→ Reading passage:
>>>>>
Study: Certain Cannabinoid Extracts May Dampen Fatal COVID-19 Symptoms

Canadian researchers suggest that certain cannabinoid extractions could help to quell an immune system response to the coronavirus that has proven fatal in some patients; the study was published as a pre-print, meaning it has not been peer-reviewed.

Full story after the jump.

Researchers at the University of Lethbridge’s Department of Biological Sciences and Pathway RX, a company aiming to develop cannabis therapies, suggest that certain cannabis strains show the potential to quell an immune system in the midst of a cytokine storm which occurs in some COVID-19 patients and leads to respiratory distress syndrome, the Lethbridge Herald reports.

The study is an update to the researchers’ findings published in April that found THC and CBD extracts could help prevent the coronavirus from spreading to and infecting humans.

Dr. Olga Kovalchuk, an author behind both studies, said in a press release the new research “identified three extracts that are very, very good strains” and the researchers altogether “have five strains we could formulate a clinical trial on right now.”
<<<<<
→ Activity 1:
Reproduce word for word the passage of the article on cannabinoid extracts and COVID-19 that begins at the words "The study is" and stops after "and infecting humans.".
→ Activity 2:
Answer these questions from the article on cannabinoid extracts and COVID-19:
(a) Which department of the University of Lethbridge took part in the research?
(b) In what month were the researchers' earlier findings published?
(c) How many strains does Dr. Olga Kovalchuk say the researchers could formulate a clinical trial on right now?
→ Activity 3:
Continue the article on cannabinoid extracts and COVID-19 from its last sentence.
The records that come next are separate material, unrelated to the article.

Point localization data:
>>>>>
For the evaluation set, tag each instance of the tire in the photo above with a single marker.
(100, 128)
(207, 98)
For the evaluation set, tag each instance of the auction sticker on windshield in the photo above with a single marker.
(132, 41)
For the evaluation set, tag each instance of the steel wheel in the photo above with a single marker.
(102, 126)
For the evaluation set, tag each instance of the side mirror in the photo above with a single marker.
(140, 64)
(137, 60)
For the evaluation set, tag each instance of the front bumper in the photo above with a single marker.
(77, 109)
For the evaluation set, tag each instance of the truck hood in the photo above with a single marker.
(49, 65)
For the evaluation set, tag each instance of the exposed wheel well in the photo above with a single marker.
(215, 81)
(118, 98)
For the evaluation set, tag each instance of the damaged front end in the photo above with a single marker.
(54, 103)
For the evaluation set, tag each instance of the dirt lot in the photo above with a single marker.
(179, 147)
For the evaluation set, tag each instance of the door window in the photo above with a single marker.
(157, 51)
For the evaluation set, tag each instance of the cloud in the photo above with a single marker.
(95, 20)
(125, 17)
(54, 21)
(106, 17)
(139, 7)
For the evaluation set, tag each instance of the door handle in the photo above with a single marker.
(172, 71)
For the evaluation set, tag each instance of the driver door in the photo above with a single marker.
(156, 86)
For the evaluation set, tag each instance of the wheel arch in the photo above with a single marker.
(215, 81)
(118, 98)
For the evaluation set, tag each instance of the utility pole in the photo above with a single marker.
<<<<<
→ Your response 1:
The study is an update to the researchers’ findings published in April that found THC and CBD extracts could help prevent the coronavirus from spreading to and infecting humans.

→ Your response 2:
(a) The Department of Biological Sciences
(b) April
(c) Five

→ Your response 3:
The specific strains identified by the researchers seem to control the immune response, working to prevent the cytokine storm while still maintaining some of the molecules needed to fight the virus. Kovalchuk says the extracts work through the endocannabinoid system, which regulates many of the body’s responses and has receptors that bind with cannabinoids.

In their initial study, the researchers did not posit cannabis extracts as a cure for the virus but suggested they might be used as an “adjunct therapy” in combating the virus’ spread. The updated research suggests that cannabis extracts could be used therapeutically in patients suffering from coronavirus-related respiratory distress syndrome.

The new study is undergoing peer review but is available as a preprint on Research Square. The team indicated that the next step for the study is a clinical trial. The researchers said they are seeking partnerships and support to conduct a proper randomized control trial to see whether the addition of these extracts diminishes the severity of COVID pneumonia and the cytokine storm.

Last week, Philadelphia, Pennsylvania-based FSD Pharma was granted permission by the Food and Drug Administration to submit an Investigational New Drug Application for a clinical trial using a synthetic cannabinoid drug called ultramicronized palmitoylethanolamide (micro PEA) to treat COVID-19. FSD Executive Co-Chairman and CEO Raza Bokhari said the cannabinoid could mitigate the cytokine storm. FSD is currently conducting a Phase 1 clinical trial in Australia.